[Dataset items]
--------------------------------------------------

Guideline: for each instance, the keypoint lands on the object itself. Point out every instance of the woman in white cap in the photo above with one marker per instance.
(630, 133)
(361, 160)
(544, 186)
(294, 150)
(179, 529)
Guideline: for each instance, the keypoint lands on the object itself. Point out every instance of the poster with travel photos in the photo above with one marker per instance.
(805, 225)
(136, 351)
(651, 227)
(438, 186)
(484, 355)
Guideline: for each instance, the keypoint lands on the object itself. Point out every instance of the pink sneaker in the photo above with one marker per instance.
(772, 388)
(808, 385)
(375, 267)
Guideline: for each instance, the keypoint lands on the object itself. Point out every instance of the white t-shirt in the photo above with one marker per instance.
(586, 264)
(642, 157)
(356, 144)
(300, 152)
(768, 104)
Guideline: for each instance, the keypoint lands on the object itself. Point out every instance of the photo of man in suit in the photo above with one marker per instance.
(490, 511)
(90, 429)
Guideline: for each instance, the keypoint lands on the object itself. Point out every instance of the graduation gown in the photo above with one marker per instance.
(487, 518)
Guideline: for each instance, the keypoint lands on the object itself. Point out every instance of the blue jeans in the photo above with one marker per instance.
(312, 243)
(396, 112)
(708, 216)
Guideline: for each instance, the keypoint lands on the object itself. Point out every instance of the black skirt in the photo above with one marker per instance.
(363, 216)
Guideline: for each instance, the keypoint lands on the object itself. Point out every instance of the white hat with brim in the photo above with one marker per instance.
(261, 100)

--------------------------------------------------

# What the exercise asks:
Repeat each entry above, keeping every word exact.

# Solution:
Guideline: for each instance, the keypoint lands on the object itself. Point out every instance of the woman in white cap in the photo above with one marker per instance.
(630, 133)
(361, 160)
(544, 186)
(294, 150)
(179, 529)
Guideline: for each instance, the keypoint lands on the object itself. Point out every instance of the poster with travel photos in the photo above with one marker per instance.
(805, 225)
(136, 351)
(651, 227)
(438, 186)
(484, 355)
Guideline: for each instance, the keypoint lands on the object itself. Point out every instance of the pink sneaker in the photo above with one marker per instance.
(772, 388)
(808, 385)
(375, 267)
Guideline: for each instance, the keypoint lands on the object itself. Point out every instance of the white t-shirt in the photo above with one marker per instance.
(586, 264)
(642, 157)
(356, 144)
(300, 152)
(768, 104)
Guideline: for each instance, the keypoint lands on the object itself. Point out every instance of the photo of man in suit in the photo above with one marker per instance.
(490, 511)
(90, 429)
Guideline: for each instance, the keypoint lands on the object itself. Point out every instance of the graduation gown in the photo above with one marker per instance.
(487, 518)
Guideline: for each instance, the keypoint lands on the object itself. Point out every instance of the blue jeans in the photo above with one marker per instance.
(312, 243)
(396, 112)
(708, 216)
Guideline: for each instance, the keypoint lands on the object itself. Point out every instance of the black skirt in the photo above with one marker per instance.
(363, 216)
Guideline: for each instance, the keypoint lands on the object itself. Point out every instance of the white hat with brim in the photo above with one marker per instance.
(261, 100)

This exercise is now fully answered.